Exercise:
Which lines of the entries below run from the one holding "Expected: one point per instance of the blue" to the one holding "Expected: one point per instance of the evergreen", inclusive? Set down exactly those lines and no others.

::::::::::

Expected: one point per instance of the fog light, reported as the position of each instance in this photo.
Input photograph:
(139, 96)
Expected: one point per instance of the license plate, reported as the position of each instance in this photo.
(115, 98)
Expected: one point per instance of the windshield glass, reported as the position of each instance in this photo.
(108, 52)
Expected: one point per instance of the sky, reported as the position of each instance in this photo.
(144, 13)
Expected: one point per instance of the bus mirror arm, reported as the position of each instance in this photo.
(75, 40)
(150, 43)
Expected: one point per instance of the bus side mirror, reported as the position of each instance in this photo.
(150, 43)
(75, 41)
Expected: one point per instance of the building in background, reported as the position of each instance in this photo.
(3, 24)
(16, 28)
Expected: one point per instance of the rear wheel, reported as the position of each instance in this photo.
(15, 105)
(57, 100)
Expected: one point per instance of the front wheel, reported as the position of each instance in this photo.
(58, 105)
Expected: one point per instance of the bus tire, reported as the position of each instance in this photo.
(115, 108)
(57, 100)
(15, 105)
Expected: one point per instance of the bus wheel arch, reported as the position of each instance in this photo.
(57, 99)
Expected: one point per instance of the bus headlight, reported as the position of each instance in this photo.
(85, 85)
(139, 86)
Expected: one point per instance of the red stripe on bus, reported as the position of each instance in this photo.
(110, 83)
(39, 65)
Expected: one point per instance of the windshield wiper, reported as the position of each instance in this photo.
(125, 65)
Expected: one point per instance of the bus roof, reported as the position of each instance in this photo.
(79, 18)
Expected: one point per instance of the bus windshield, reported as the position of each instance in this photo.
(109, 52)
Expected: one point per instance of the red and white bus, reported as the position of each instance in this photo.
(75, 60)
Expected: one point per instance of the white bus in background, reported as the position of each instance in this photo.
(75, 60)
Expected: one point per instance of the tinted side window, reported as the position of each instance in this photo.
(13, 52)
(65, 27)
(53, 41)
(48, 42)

::::::::::

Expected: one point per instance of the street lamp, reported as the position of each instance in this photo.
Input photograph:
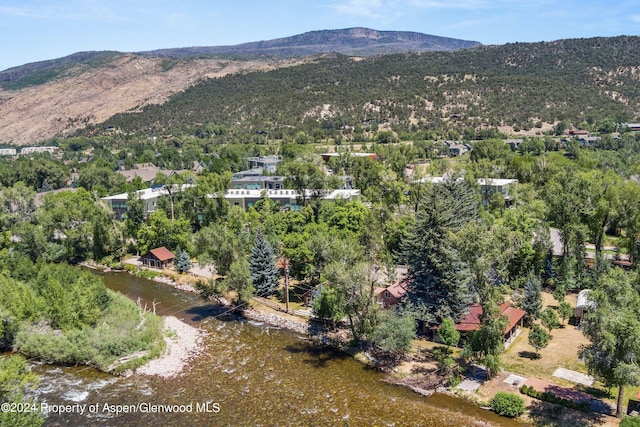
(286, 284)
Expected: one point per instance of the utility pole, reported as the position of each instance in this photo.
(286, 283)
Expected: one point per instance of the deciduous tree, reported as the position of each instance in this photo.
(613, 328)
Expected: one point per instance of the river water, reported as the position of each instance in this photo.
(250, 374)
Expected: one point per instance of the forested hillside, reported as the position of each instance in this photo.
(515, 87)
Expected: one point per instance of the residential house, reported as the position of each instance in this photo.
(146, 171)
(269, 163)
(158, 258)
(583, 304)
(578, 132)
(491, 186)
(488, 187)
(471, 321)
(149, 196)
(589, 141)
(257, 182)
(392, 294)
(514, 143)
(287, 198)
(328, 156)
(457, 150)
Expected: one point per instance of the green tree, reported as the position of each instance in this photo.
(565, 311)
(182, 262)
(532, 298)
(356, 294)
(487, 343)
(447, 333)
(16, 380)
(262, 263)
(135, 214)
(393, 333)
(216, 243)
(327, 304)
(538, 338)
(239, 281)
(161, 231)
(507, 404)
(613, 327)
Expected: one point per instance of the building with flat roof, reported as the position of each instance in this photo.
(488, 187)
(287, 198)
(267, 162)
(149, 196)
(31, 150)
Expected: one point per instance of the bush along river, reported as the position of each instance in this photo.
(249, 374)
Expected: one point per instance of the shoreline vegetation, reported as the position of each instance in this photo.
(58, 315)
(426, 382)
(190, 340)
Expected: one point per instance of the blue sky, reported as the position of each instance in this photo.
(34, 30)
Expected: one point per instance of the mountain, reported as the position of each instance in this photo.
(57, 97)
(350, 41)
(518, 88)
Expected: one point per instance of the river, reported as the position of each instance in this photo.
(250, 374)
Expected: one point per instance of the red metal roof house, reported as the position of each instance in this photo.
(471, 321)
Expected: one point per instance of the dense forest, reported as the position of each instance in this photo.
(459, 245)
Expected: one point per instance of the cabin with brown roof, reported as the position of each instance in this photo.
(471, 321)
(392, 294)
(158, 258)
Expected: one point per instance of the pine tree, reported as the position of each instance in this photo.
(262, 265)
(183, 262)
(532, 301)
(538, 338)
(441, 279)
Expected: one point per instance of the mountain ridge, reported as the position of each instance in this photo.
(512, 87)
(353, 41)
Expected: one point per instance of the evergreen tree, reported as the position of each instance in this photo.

::::::::::

Solution for this task:
Expected: one point per instance of the blue sky, reported as the position of each instance in this photo.
(34, 30)
Expected: one point per instance of the mountain, reported as the position of each instance in this photo.
(57, 97)
(350, 41)
(518, 88)
Expected: one point per instance of the river, reported as the position of each instance in this photo.
(250, 374)
Expected: one point per instance of the red metal roof house, reported as the position of each instance in this photo.
(471, 321)
Expected: one point per instance of the dense forest, reported as the position of each instance in this photo.
(459, 245)
Expected: one point per instance of the cabin with brown roof, reported as the position of each instance in this photo.
(471, 321)
(392, 294)
(158, 258)
Expected: one point per instance of the pine tree, reported as the position of each instance in this photo.
(262, 265)
(183, 262)
(532, 301)
(538, 338)
(441, 279)
Expected: one point per instance of the mountain ridge, reported as the position of each instance in this photo.
(512, 87)
(353, 41)
Expected: one point per instance of the evergreen tree, reported as the position of each instance in this photo.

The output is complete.